# [TEXTE FOURNI]

++++++++

Nos actes nous suivent, incontestable vérité.
Lorsqu’ils sont de nature à susciter la considération,
l’estime ou l’envie de nos concitoyens, c’est parfait, mais, s’ils soulèvent au
contraire la commisération ou l’hilarité générale, c’est moins drôle, et l’on
éprouve alors un impérieux besoin de retraite, de solitude. C’est le moment ou
jamais de « n’y être pour personne ». Vous avez certainement déjà
entendu parler de gens qui méprisent l’opinion publique, n’ont cure des
commentaires que font éclore leurs gestes et leur conduite. Rarissimes oiseaux
que ceux-là, s’il en exista jamais !
À noter également que l’éclat, le retentissement, la portée
d’un acte sont en raison directe de l’importance de celui qui l’a,
irrévocablement, inscrit à son actif au grand livre du destin. Le crime d’un
grand frappe et hante davantage l’imagination populaire que celui d’un inconnu,
d’une anonyme unité de la masse. Si feu Clary avait plombé un traqueur, ce qui
ne lui est certainement jamais arrivé, l’affaire eût eu beaucoup plus d’écho
dans le landerneau cynégétique de France que la même aventure survenue à un obscur
sans grade des légions de porteurs de fusil.
C’est ce que ressasse amèrement pour l’heure un de nos
éminents amis, chasseur digne et chevronné, couvert de tous les lauriers de
poil, de plume et aussi de pigeons, car, en son temps, il brilla sur toutes les
planches françaises et navarraises, et à qui il vient d’en arriver, nous
n’aurons certes pas l’irrévérence de dire une bien bonne, ni même une
singulière, car elle est assez banale et maintes fois ouïe, mais qui, telle,
risque de compromettre une carrière et une renommée jusqu’ici sans ombre et
sans tache. Une carrière qui compte par exemple plus de 350 sangliers. Une
renommée naguère encore unanimement acceptée et révérée qui, des bords de la Boivre,
où se mirent les girouettes du manoir ancestral, rayonne jusqu’aux confins du
Poitou, en Vendée, en Brière et en Touraine.
Ou plutôt rayonnait ... Il a suffi d’une seconde
d’égarement, d’une éclipse de jugement, d’une aberration fugitive pour saper
les bases d’une réputation en apparence inébranlable et ternir une gloire si
justement acquise à longueur d’années et à force d’exploits. Sic
transit ...
Mais venons-en au fait. On conçoit que, si M. de Tarade
a aligné plus de 350 sangliers, il ne perde point, dans son vert début de
vieillesse, une occasion d’arrondir cet estimable chiffre. Jusqu’à ses derniers
jours, le spécialiste en sangliers, ou en bécasses, ou en bécassines, n’a plus
guère qu’une ambition, c’est de grossir son tableau. C’est vraisemblablement la
dernière passion qui l’anime.

++++++++

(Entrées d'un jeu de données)
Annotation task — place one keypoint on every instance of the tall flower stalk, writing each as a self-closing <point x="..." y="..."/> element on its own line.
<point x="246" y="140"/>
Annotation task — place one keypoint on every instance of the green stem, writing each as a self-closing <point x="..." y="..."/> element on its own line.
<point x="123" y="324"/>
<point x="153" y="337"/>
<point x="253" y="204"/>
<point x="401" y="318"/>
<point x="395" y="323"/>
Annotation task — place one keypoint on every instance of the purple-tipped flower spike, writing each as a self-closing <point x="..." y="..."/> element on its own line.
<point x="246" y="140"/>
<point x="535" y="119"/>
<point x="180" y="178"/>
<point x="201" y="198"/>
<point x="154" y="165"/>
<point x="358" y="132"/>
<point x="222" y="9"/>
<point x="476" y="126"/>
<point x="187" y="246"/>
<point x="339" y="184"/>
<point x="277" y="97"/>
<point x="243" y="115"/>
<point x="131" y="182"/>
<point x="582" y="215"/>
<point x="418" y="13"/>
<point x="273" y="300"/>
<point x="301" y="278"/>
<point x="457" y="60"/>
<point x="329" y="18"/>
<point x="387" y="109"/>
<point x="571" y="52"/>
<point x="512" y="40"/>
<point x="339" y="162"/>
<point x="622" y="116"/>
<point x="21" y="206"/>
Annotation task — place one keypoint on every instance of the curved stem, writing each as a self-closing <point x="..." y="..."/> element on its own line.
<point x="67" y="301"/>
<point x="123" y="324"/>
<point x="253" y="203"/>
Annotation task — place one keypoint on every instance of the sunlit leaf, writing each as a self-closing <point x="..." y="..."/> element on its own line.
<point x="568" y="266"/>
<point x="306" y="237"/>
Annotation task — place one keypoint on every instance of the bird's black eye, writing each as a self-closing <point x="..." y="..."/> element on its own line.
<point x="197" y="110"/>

++++++++

# [CONSIGNES À SUIVRE]
• a. Disposez en tableau Markdown, avec les colonnes « N° » et « Contenu », tout ce qui va de la ligne du jeu de données contenant « of the bird's » jusqu'à la dernière ligne de ce jeu, en omettant les lignes vides.
• b. Reprenez le texte sur la réputation du chasseur de sangliers là où il s'arrête et poursuivez-le.

# [RÉPONSES ATTENDUES]
• a.
| N° | Contenu |
|---|---|
| 1 | Annotation task — place one keypoint on every instance of the bird's black eye, writing each as a self-closing <point x="..." y="..."/> element on its own line. |
| 2 | <point x="197" y="110"/> |

• b.
Trois cent cinquante sangliers, c’est imposant. Il n’est
guère de chasseurs, en France, qui s’en puissent enorgueillir. Gridel, dans les
Vosges, à la fin du siècle dernier, tient sans doute le record, avec plus d’un
millier, devant ses mâtins. De nos jours, le vétéran Maurice Pol Roger, à qui
nous tirerons joyeusement le chapeau, et qui, à soixante-seize ans, fait
toujours galamment son doublé de perdreaux en battue, a atteint naguère, en Champagne,
les 500 têtes, réussissant, au fusil automatique, un quadruplé.
Sensiblement plus jeune, M. de Tarade, dans son Poitou, peut légitimement
escompter, d’ici à quelques années, combler la différence. Vigilamment, il se
tient à l’affût de toute occasion, ainsi que, dûment stylé, le père Mathieu,
garde chenu de la vieille école. Sans précisément se tenir à demeure dans le
parc de V .... les sangliers le fréquentent épisodiquement, au cours des
randonnées qui les mènent de la forêt de Veuille ou du bois de Saint-Hilaire en
forêt de l’Épine. Il convient de veiller et, aux époques où les bêtes noires
ont l’humeur vagabonde, de faire le bois chaque matin.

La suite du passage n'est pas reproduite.